* _STATED GOAL 1_
In the PHP link-extraction thread below, which XPath function does the reply mention?
* _STATED GOAL 2_
Write the next part of the PHP link-extraction thread below, picking up right after its final sentence.

Reputation: 323
I am trying to extract specific type of links from the webpage using php
links are like following..
http://www.example.com/pages/12345667/some-texts-available-here
I want to extract all links like in the above format.
maindomain.com/pages/somenumbers/sometexts
So far I can extract all the links from the webpage, but the above filter is not happening. How can i acheive this ?
Any suggestions ?
<?php
$html = file_get_contents('http://www.example.com');
//Create a new DOM document
$dom = new DOMDocument;
@$dom->loadHTML($html);
$links = $dom->getElementsByTagName('a');
//Iterate over the extracted links and display their URLs
foreach ($links as $link){
//Extract and show the "href" attribute.
echo $link->nodeValue;
echo $link->getAttribute('href'), '<br>';
}
?>
Upvotes: 1
Views: 130
Reputation: 43169
You already use a parser, so you might step forward and use an xpath query on the DOM. XPath queries offer functions like starts-with()

* _MATERIAL_
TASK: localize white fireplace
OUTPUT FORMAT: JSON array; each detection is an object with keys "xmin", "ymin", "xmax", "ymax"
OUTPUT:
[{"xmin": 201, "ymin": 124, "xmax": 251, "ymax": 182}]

* _TASK RESULT 1_
starts-with()

* _TASK RESULT 2_
as well, so this might work:
$xpath = new DOMXpath($dom);
$links = $xpath->query("//a[starts-with(@href, 'maindomain.com')]");
Loop over them afterwards:
foreach ($links as $link) {
// do sth. with it here
// after all, it is a DOMElement
}
Upvotes: 0
Reputation: 89547
You can use DOMXPath and register a function with DOMXPath::registerPhpFunctions
to use it after in an XPATH query:
function checkURL($url) {
$parts = parse_url($url);
unset($parts['scheme']);
if ( count($parts) == 2 &&
isset($parts['host']) &&
isset($parts['path']) &&
preg_match('~^/pages/[0-9]+/[^/]+$~', $parts['path']) ) {
return true;
}
return false;
}
libxml_use_internal_errors(true);
$dom = new DOMDocument;
$dom->loadHTMLFile($filename);
$xp = new DOMXPath($dom);
$xp->registerNamespace("php", "http://php.net/xpath");
$xp->registerPhpFunctions('checkURL');
$links = $xp->query("//a[php:functionString('checkURL', @href)]");
foreach ($links as $link) {
echo $link->getAttribute('href'), PHP_EOL;
}
In this way you extract only the links you want.
Upvotes: 2
Reputation: 23958
This is a slight guess, but if I got it wrong you can still see the way to do it.
foreach ($links as $link){
//Extract and show the "href" attribute.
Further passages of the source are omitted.